Reading text:
────────
Vice Minister of Water Resources of the People's Republic of China
- In office January 2000 – August 2005

Deputy Governor of Sichuan Province
- In office November 1996 – January 2000

Personal details
- Born: January 1945 Nanchong County, Sichuan, China
- Died: 23 August 2015 (aged 70) Beijing, China
- Party: Chinese Communist Party
- Education: Southwest Agricultural University

= Jing Zhengshu =

Chinese politician

Jing Zhengshu (敬正书; born January 1945 – 23 August 2015) was a Chinese politician who served as Vice Minister and Deputy Party Secretary of the Ministry of Water Resources of the People's Republic of China. Jing was recognized as an experienced administrator in agricultural development and water management and was a member of the 10th National Committee of the Chinese People's Political Consultative Conference.

== Biography ==
Jing Zhengshu was born in January 1945 in Nanchong County, Sichuan Province. He attended Jianxing High School in Nanbu County from 1961 to 1964, and later studied agronomy at the Southwest Agricultural College (now Southwest University), graduating in December 1968. Following graduation, he began his career as a technician at the Longtai Agricultural Technology Station of Zhongjiang County, where he worked from 1968 to 1975.
────────
Problem A:
Answer these questions from the Jing Zhengshu biography, one line each:
(i) During which period did Jing Zhengshu serve as Deputy Governor of Sichuan Province?
(ii) Which high school did he attend from 1961 to 1964?
(iii) In what city did he die?
Problem B: List every county named in the Jing Zhengshu biography.
Problem C: Output the part of the Jing Zhengshu biography between "Personal details" and "Political Consultative Conference.", inclusive.

Source material:
────────
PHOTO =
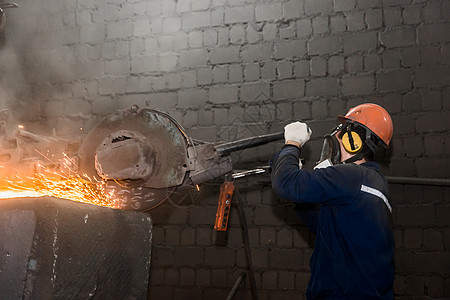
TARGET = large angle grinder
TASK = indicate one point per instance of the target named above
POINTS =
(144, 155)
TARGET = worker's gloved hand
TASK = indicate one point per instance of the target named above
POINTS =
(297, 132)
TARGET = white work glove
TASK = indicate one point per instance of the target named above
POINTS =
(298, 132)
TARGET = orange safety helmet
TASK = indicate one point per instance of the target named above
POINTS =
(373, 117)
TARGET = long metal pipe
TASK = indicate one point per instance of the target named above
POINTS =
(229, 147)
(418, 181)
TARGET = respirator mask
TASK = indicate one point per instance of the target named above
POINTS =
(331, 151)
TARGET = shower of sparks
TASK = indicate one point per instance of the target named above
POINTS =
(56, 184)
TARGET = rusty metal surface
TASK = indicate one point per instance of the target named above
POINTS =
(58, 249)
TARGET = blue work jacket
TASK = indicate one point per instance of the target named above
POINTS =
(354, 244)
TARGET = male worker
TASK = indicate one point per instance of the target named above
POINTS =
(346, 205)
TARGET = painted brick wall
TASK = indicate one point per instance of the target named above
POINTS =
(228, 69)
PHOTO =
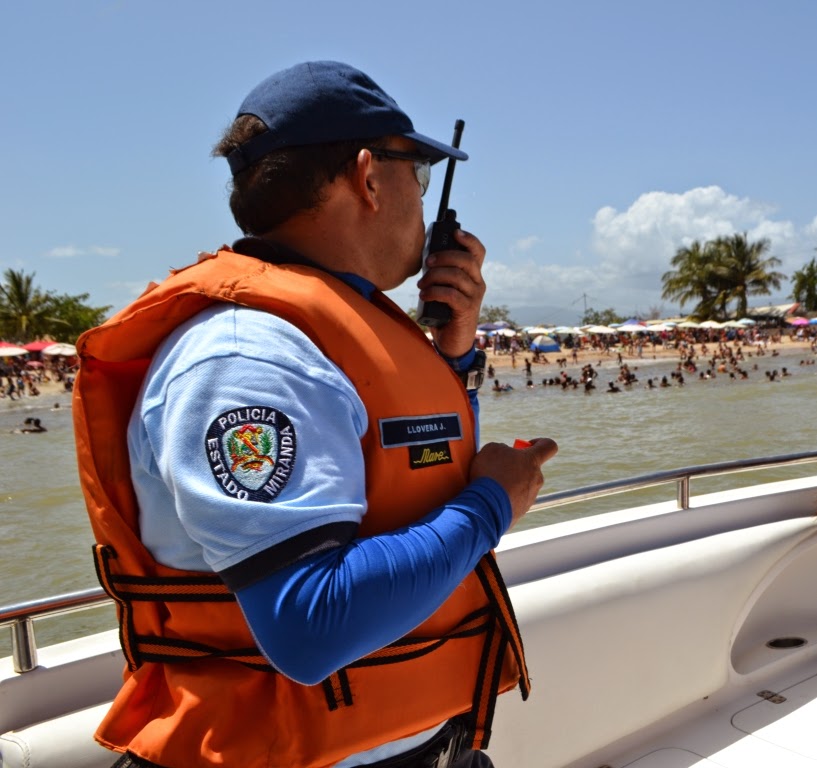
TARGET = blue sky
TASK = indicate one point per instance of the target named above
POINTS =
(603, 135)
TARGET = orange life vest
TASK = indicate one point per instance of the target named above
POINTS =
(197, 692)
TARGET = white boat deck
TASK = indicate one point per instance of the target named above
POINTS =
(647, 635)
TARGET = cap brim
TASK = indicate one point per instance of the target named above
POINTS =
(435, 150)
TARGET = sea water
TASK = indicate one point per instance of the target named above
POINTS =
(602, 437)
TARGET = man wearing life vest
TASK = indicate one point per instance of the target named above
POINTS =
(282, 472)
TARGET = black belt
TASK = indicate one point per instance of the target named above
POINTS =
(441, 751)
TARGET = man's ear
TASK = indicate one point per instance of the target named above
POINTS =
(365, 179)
────────
Expected output A:
(i) November 1996 to January 2000
(ii) Jianxing High School in Nanbu County
(iii) Beijing, China

Expected output B: Nanchong County, Nanbu County, Zhongjiang County

Expected output C:
Personal details
- Born: January 1945 Nanchong County, Sichuan, China
- Died: 23 August 2015 (aged 70) Beijing, China
- Party: Chinese Communist Party
- Education: Southwest Agricultural University

= Jing Zhengshu =

Chinese politician

Jing Zhengshu (敬正书; born January 1945 – 23 August 2015) was a Chinese politician who served as Vice Minister and Deputy Party Secretary of the Ministry of Water Resources of the People's Republic of China. Jing was recognized as an experienced administrator in agricultural development and water management and was a member of the 10th National Committee of the Chinese People's Political Consultative Conference.